Description of the task —
Copy out all the entries word for word.

Pointing dataset excerpts —
###

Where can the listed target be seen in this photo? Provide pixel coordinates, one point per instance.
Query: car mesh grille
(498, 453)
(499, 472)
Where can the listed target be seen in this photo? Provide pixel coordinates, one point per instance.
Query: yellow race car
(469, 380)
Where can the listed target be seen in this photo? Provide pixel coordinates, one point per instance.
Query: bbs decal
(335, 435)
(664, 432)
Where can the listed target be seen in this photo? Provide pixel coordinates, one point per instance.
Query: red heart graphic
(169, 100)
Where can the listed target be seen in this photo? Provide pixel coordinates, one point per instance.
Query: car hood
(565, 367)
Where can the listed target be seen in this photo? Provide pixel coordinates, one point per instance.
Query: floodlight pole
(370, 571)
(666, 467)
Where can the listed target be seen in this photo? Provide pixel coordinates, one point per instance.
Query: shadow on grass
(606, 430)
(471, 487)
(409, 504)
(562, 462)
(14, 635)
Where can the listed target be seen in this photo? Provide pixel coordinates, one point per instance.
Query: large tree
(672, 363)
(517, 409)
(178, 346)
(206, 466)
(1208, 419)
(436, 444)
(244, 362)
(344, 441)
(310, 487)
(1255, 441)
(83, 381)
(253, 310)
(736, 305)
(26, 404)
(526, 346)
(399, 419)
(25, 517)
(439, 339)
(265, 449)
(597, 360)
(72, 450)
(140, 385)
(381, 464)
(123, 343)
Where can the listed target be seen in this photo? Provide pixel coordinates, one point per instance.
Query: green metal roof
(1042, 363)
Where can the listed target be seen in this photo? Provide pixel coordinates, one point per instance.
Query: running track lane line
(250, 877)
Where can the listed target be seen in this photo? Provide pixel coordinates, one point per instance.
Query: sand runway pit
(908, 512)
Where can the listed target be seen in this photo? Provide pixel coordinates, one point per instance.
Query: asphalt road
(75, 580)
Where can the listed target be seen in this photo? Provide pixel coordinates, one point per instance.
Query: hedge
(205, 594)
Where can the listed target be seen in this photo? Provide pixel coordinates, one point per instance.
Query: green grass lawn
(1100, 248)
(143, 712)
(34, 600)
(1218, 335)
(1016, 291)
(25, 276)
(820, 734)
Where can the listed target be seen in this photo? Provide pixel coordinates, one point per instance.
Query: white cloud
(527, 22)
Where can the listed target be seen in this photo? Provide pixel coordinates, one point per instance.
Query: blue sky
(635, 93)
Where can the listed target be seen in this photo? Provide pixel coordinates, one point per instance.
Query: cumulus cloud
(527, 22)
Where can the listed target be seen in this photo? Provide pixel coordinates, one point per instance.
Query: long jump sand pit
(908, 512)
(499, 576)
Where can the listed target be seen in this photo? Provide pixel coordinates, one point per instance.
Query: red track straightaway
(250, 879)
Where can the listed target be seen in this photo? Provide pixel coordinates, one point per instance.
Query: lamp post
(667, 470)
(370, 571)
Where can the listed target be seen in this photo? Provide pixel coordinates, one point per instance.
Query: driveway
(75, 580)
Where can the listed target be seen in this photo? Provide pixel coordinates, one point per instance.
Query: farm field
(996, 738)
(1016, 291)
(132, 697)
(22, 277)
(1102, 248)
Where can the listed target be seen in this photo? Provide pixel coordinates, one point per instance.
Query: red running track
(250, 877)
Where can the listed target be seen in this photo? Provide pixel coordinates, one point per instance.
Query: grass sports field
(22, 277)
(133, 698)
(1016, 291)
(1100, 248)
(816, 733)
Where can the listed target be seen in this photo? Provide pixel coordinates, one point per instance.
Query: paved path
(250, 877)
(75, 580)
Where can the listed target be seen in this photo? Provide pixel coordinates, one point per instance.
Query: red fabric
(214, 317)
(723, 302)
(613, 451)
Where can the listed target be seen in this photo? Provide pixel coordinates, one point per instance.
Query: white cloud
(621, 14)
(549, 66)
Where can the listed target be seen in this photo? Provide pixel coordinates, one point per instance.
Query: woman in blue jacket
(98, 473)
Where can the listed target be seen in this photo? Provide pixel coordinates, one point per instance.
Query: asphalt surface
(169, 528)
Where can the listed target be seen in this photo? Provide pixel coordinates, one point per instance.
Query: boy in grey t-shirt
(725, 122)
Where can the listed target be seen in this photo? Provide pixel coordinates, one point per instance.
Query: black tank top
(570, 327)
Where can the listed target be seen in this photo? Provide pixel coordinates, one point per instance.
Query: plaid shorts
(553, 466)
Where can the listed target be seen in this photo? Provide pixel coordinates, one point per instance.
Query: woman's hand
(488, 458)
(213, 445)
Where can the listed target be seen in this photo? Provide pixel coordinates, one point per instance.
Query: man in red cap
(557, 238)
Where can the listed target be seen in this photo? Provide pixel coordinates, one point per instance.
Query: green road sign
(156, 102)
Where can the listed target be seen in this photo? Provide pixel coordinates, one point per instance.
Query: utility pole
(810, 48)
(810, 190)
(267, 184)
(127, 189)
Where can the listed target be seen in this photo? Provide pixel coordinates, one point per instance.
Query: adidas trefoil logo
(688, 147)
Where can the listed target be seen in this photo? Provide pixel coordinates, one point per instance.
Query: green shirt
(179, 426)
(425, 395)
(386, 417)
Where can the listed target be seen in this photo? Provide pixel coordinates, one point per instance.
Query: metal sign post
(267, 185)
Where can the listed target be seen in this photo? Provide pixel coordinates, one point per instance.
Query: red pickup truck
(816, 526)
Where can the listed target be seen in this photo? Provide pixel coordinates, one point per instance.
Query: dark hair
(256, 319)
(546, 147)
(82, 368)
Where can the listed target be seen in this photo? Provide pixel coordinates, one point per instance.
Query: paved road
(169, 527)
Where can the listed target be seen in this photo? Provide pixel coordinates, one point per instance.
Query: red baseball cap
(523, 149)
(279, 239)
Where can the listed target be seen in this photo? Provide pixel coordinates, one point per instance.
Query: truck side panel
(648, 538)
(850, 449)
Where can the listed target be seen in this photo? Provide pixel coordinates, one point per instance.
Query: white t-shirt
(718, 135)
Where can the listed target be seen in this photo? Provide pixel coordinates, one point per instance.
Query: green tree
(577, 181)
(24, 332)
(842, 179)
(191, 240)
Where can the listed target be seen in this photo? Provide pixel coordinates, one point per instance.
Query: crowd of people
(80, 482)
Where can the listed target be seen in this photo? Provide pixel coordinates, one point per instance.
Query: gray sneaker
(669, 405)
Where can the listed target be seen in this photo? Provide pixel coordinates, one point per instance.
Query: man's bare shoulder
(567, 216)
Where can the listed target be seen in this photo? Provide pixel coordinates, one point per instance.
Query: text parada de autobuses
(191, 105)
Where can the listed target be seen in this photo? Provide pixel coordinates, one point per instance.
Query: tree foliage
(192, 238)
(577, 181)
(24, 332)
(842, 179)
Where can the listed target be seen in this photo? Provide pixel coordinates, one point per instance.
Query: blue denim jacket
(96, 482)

###

Solved problem —
Where can the listed target be seen in this photo? Provide pixel coordinates, one point per instance.
Query: car mesh grille
(498, 453)
(499, 472)
Where can the listed target be seen in this photo? Provide pixel coordinates, one point per instance.
Query: yellow race car
(469, 380)
Where can the listed target be seen in this photo? Provide pixel coordinates, one point per instance.
Query: bbs decal
(335, 435)
(664, 432)
Where can the listed target be seen in this photo? Provide pixel coordinates, one point per instance.
Query: red heart graphic
(169, 100)
Where can the listed target be seen in this photo? Provide pixel coordinates, one point per instance.
Query: car hood
(565, 367)
Where can the listed target be seen in this photo? Provide pixel coordinates, one point per instance.
Query: floodlight pole
(370, 571)
(666, 467)
Where can the listed target be seen in this photo? Provide pixel coordinates, one point per instance.
Query: shadow on grass
(606, 430)
(471, 487)
(409, 504)
(562, 462)
(14, 635)
Where can the listed target be seen in this photo? Provide pixel coordinates, one point per instance.
Query: large tree
(672, 363)
(517, 409)
(178, 346)
(206, 466)
(1208, 419)
(436, 444)
(244, 362)
(344, 441)
(310, 487)
(1255, 441)
(83, 381)
(253, 310)
(736, 305)
(26, 404)
(526, 346)
(399, 419)
(25, 517)
(439, 339)
(265, 449)
(597, 360)
(72, 450)
(140, 385)
(381, 464)
(123, 343)
Where can the listed target be seen in this photo? Provide pixel coordinates, one point per instance.
Query: green metal roof
(1042, 363)
Where can the listed target be seen in this photo? Provide pixel coordinates, one point per instance.
Query: running track lane line
(250, 877)
Where can the listed target be seen in this photo? Provide pixel coordinates, one point per instance.
Query: sand runway pit
(908, 512)
Where can the listed target be seen in this photo? Provide pixel coordinates, one point per instance.
Query: asphalt road
(75, 580)
Where can the listed target be seen in this photo? Provide pixel coordinates, one point per instance.
Query: hedge
(205, 594)
Where can the listed target be seen in this photo? Provide pixel coordinates, one point per instance.
Query: green grass lawn
(1100, 248)
(143, 712)
(34, 600)
(1218, 335)
(1016, 291)
(25, 276)
(820, 734)
Where can the listed target be seen in this photo? Provide pixel coordinates, one point per instance.
Query: white cloud
(527, 22)
Where can the listed target be seen in this photo? Provide pixel coordinates, one point per instance.
Query: blue sky
(635, 93)
Where can the listed target be seen in this photo? Provide pixel coordinates, one point per instance.
Query: cumulus cloud
(527, 22)
Where can the listed target be seen in this photo? Provide pixel coordinates, one point per instance.
Query: long jump sand pit
(908, 512)
(499, 576)
Where can the listed target be seen in this photo? Provide pixel coordinates, one point per instance.
Query: red track straightaway
(250, 879)
Where can the listed target be seen in this photo? Provide pixel coordinates, one point per instance.
Query: lamp post
(667, 470)
(370, 571)
Where can the listed target be seen in this photo? Provide pixel coordinates, one point per instance.
Query: driveway
(75, 580)
Where can the listed target be seen in this photo? Provide pixel coordinates, one point per instance.
Query: farm field
(996, 738)
(1016, 291)
(132, 697)
(22, 277)
(1102, 248)
Where can the listed target be seen in this photo? Provide pixel coordinates, one point per instance.
Query: red running track
(250, 877)
Where can the listed target be seen in this photo? Provide pixel coordinates, one point per instance.
Query: grass sports field
(22, 277)
(133, 698)
(1016, 291)
(1100, 248)
(816, 733)
Where can the listed target be seen in this photo? Provide pixel coordinates, one point per instance.
Query: paved path
(250, 877)
(75, 580)
Where can the listed target be seen in this photo? Provide pixel coordinates, one point per instance.
Query: red fabric
(214, 317)
(723, 302)
(613, 451)
Where can the listed target be seen in this photo? Provide pixel coordinates, one point per instance.
Query: white cloud
(621, 14)
(549, 66)
Where can the listed target be seen in this photo? Provide pixel coordinates, one point per instance.
Query: woman in blue jacket
(98, 473)
Where can the listed target be seen in this photo? Provide pixel coordinates, one point per instance.
Query: asphalt surface
(169, 528)
Where can the listed target be seen in this photo? Provide pixel coordinates, one point per instance.
Query: boy in grey t-shirt
(725, 122)
Where can the listed target be seen in this photo? Provide pixel coordinates, one point per instance.
Query: black tank top
(570, 327)
Where can the listed target be seen in this photo? Provide pixel coordinates, one point per instance.
Query: plaid shorts
(553, 466)
Where can the listed target be seen in this photo? Provide pixel coordinates, one point per instance.
Query: woman's hand
(488, 458)
(213, 445)
Where can the listed target be seen in this photo? Provide pixel coordinates, one point per instance.
Query: man in red cap
(557, 238)
Where can the listed target be seen in this photo? Provide pixel coordinates, one point per instance.
Query: green road sign
(156, 102)
Where can the listed target be seen in this photo? Provide pixel coordinates, one point per instance.
Query: utility pole
(810, 48)
(810, 190)
(267, 184)
(127, 189)
Where can the listed target be seen in this photo? Provide pixel coordinates, one point per instance.
Query: adidas trefoil logo
(688, 147)
Where can the listed target be seen in this photo? Provide pixel coordinates, one point per instance.
Query: green shirt
(179, 426)
(425, 395)
(386, 417)
Where can the listed target be seen in this photo? Provide pixel coordinates, one point per instance.
Query: metal sign post
(267, 185)
Where can the listed target be seen in this photo? Provide pixel coordinates, one point per instance.
Query: red pickup truck
(816, 526)
Where can the listed target be seen in this photo? Provide pixel coordinates, one point per instance.
Query: dark hair
(256, 319)
(546, 147)
(82, 368)
Where can the listed target be seen in this photo? Provide pixel coordinates, one point per instance.
Query: paved road
(169, 527)
Where can the listed target be seen in this photo? Provide pixel coordinates, one point per instance.
Query: red baseball cap
(523, 149)
(279, 239)
Where can the listed target be seen in this photo? Provide pixel coordinates, one point per instance.
Query: truck side panel
(648, 538)
(850, 449)
Where can the listed target be seen in this photo? Provide pixel coordinates, one point per instance.
Query: white t-shirt
(718, 135)
Where can the listed target be seen in this photo? Provide pixel coordinates, one point per instance.
Query: green tree
(577, 181)
(24, 332)
(842, 179)
(191, 240)
Where can the listed target be seen in this photo? Provide pixel coordinates, one point per instance.
Query: crowd of people
(80, 482)
Where can the listed target be seen in this photo? Provide pixel coordinates, one point per instance.
Query: gray sneaker
(669, 405)
Where can the listed target be seen in this photo? Provide pixel coordinates, one point per instance.
Query: man's bare shoulder
(567, 216)
Where can the listed target be seen in this photo? Provide pixel coordinates, one point per instance.
Query: text parada de autobuses
(191, 105)
Where can the listed target be seen in this photo? Provide pixel coordinates, one point per instance.
Query: tree foliage
(192, 238)
(577, 181)
(24, 332)
(842, 179)
Where can the listed target be seen in this photo? Provide pixel coordinates, one point per instance.
Query: blue denim jacket
(96, 482)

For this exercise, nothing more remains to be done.